■ **Given problem 1**: Write out the part of the passage on the Ducal Palace in Urbino that runs from "We recently revisited" through "museum in Milan.".
■ **Given problem 2**: Which people does the passage on the Ducal Palace in Urbino name? List every one.

■ **Text extract**:
........
The Ducal Palace in Urbino was the home of one of the most famous and cultivated courts of the Renaissance. I have previously posted on Urbino – that article was really about the taking of a single large-format photograph, but also gave a quick history of the city, and how its court, under the warrior-humanist Duke Federico da Montefeltro, came to be considered the archetypal Renaissance court under the archetypal Renaissance ruler.
There is something almost theme-park-like about Urbino; the Duke clearly wanted it to be as beautiful as the architects of the day could make it, and so you drive a long way into a comparatively remote part of the country, and then you round a bend and there is a jewel of a small city. Here again is the photograph I took in 2008.
We recently revisited Urbino, which gave me the opportunity to take sufficient photographs to illustrate an article on the Palazzo Ducale (Ducal Palace), in which I can reflect a bit more on the Federico phenomenon. Here is a portrait of him as the donor of a religious work by Piero della Francesca, which I photographed in the Brera museum in Milan.
This painting was among the many works plundered from Central Italy by Napoleon, but rather than it ending up in the Louvre, Napoleon placed it in the Brera.
Federico famously preferred only to be painted in profile from the left, after losing his right eye to a jousting injury. And in order that this should not prevent him from seeing to his right on the battlefield, he had surgeons remove the bridge of his nose, giving that profile even more individuality. The bas-relief below shows this clearly. The other man is his (probable) brother Ottaviano Ubaldini della Carda, not the half-brother Oddantonio whom Federico succeeded, but a scholar and humanist who established Federico’s famous library for him.
........
■ **Collected data**:

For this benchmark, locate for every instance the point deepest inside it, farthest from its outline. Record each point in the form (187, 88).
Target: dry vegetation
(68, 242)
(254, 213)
........
■ **Task solution 1**:
We recently revisited Urbino, which gave me the opportunity to take sufficient photographs to illustrate an article on the Palazzo Ducale (Ducal Palace), in which I can reflect a bit more on the Federico phenomenon. Here is a portrait of him as the donor of a religious work by Piero della Francesca, which I photographed in the Brera museum in Milan.

■ **Task solution 2**:
- Federico da Montefeltro
- Piero della Francesca
- Napoleon
- Ottaviano Ubaldini della Carda
- Oddantonio